Prompt A = In the opinion piece on the Weiner scandal, what is the only offense with which the politicians can be charged?
Prompt B = Translate the sentence "We want and need transparency in our government." from the opinion piece on the Weiner scandal into Spanish.
Prompt C = Reproduce the part of the opinion piece on the Weiner scandal that opens with the words containing "They make mistakes, but" and closes with "kind of transparency.", swapping "transparency" for "openness" throughout.

Excerpted text =
──────────
The world is agog and no matter how nauseating it is, the Media simply can’t escape the desire and the demand for more coverage of this latest scandal.  We should have put our foot down when Bill Clinton was using his cigars for something besides celebrating his hornswaggling of America.  He should have been impeached right out of office.  Instead he was given a slap on the wrist by Congress and the Media.  No wonder Weiner is looking to Clinton, the master, for advice on how to stay in office.

Lately, politicians have learned the art of contrite weeping.  Shed a few tears, say how sorry you are for hurting everyone, but how you want to get on with life – and we let them.  After all, we’ve all done something wrong in life.  How can we judge these miscreant public figures?  Everyone makes mistakes.

They make mistakes, but they’d make fewer of them if they were drummed out of office for their offenses.  Technically, they say The Weenie committed no crime for which he can be charged by Congress.  Neither did Clinton.   The only offense with which they can be charged is, like Nixon, lying and covering up their misdeeds.

His constitutents could recall him.  But it’s unlikely that they will.  Being a shifty fellow, they find Weiner to be a useful sort of representative who “fights for them.”  In other words, he brings home the pork, the federal taxpayers’ money, the boodle.  To them, he’s just fine.  He Twittered his Fruit of the Looms for all to see?  No problem.  It could happen to anyone.

We want and need transparency in our government.  But not this kind of transparency.
──────────
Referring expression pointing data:

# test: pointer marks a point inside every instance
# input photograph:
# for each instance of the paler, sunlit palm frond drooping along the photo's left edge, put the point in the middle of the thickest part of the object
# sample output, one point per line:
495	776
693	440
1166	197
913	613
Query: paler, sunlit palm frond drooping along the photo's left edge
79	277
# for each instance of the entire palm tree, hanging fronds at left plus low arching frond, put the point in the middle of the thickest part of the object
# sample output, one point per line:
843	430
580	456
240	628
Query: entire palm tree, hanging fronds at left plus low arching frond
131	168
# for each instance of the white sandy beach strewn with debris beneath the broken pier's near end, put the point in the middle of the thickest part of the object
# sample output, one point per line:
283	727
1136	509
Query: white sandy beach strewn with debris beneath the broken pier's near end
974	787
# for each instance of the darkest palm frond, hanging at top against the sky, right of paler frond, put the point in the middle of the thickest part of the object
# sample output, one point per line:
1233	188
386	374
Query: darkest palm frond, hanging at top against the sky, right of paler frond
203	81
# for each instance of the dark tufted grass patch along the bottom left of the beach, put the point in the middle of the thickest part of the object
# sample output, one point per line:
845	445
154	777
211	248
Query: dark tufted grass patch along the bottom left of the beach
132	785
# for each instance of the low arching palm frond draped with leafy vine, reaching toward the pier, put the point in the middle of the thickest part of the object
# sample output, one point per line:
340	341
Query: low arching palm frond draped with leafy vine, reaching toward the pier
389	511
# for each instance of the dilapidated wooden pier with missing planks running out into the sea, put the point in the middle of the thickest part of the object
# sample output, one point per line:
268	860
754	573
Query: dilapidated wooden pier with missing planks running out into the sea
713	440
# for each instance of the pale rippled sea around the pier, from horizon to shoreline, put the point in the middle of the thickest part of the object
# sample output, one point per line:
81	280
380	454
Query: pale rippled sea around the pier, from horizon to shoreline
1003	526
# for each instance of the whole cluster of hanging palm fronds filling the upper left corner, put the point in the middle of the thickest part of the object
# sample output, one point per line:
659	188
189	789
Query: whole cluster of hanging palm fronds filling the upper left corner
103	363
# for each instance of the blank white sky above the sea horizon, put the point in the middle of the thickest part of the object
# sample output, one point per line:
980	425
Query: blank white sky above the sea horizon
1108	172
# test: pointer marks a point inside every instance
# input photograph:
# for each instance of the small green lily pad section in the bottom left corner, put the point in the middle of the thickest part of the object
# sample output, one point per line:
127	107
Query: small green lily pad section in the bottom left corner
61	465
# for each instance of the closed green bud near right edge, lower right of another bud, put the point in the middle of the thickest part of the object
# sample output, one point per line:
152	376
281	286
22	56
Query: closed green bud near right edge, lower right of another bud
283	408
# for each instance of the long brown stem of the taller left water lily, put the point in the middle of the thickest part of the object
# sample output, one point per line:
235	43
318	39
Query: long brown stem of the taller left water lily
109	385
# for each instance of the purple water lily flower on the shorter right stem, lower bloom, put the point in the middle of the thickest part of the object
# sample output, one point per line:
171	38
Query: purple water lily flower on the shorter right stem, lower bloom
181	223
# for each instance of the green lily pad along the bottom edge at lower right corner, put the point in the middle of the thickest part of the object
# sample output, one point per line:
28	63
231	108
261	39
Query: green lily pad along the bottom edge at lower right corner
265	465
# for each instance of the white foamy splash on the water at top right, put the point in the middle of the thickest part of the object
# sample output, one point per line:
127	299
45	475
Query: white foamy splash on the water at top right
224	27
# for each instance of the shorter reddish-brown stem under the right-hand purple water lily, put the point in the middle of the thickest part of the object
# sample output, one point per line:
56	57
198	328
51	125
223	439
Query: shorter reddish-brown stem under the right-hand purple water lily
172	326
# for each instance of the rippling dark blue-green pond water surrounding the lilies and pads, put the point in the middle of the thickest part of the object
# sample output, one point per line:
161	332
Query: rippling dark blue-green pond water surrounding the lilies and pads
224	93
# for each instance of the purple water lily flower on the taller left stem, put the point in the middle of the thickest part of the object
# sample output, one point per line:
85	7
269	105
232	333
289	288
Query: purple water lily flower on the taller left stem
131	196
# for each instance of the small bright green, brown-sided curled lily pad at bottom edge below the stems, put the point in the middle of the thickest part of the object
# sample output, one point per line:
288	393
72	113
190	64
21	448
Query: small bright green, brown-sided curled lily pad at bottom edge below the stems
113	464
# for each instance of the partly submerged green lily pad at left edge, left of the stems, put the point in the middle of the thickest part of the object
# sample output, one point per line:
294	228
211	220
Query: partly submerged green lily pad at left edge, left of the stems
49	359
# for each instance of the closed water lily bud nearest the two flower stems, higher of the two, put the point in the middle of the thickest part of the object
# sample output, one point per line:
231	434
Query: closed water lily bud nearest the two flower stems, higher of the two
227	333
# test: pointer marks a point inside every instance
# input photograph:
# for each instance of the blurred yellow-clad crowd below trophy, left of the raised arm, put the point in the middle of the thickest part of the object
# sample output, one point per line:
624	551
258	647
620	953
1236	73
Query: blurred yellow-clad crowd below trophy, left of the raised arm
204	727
──────────
Answer space A = Like Nixon, they can only be charged with lying and covering up their misdeeds.

Answer space B = Queremos y necesitamos transparencia en nuestro gobierno.

Answer space C =
They make mistakes, but they’d make fewer of them if they were drummed out of office for their offenses.  Technically, they say The Weenie committed no crime for which he can be charged by Congress.  Neither did Clinton.   The only offense with which they can be charged is, like Nixon, lying and covering up their misdeeds.

His constitutents could recall him.  But it’s unlikely that they will.  Being a shifty fellow, they find Weiner to be a useful sort of representative who “fights for them.”  In other words, he brings home the pork, the federal taxpayers’ money, the boodle.  To them, he’s just fine.  He Twittered his Fruit of the Looms for all to see?  No problem.  It could happen to anyone.

We want and need openness in our government.  But not this kind of openness.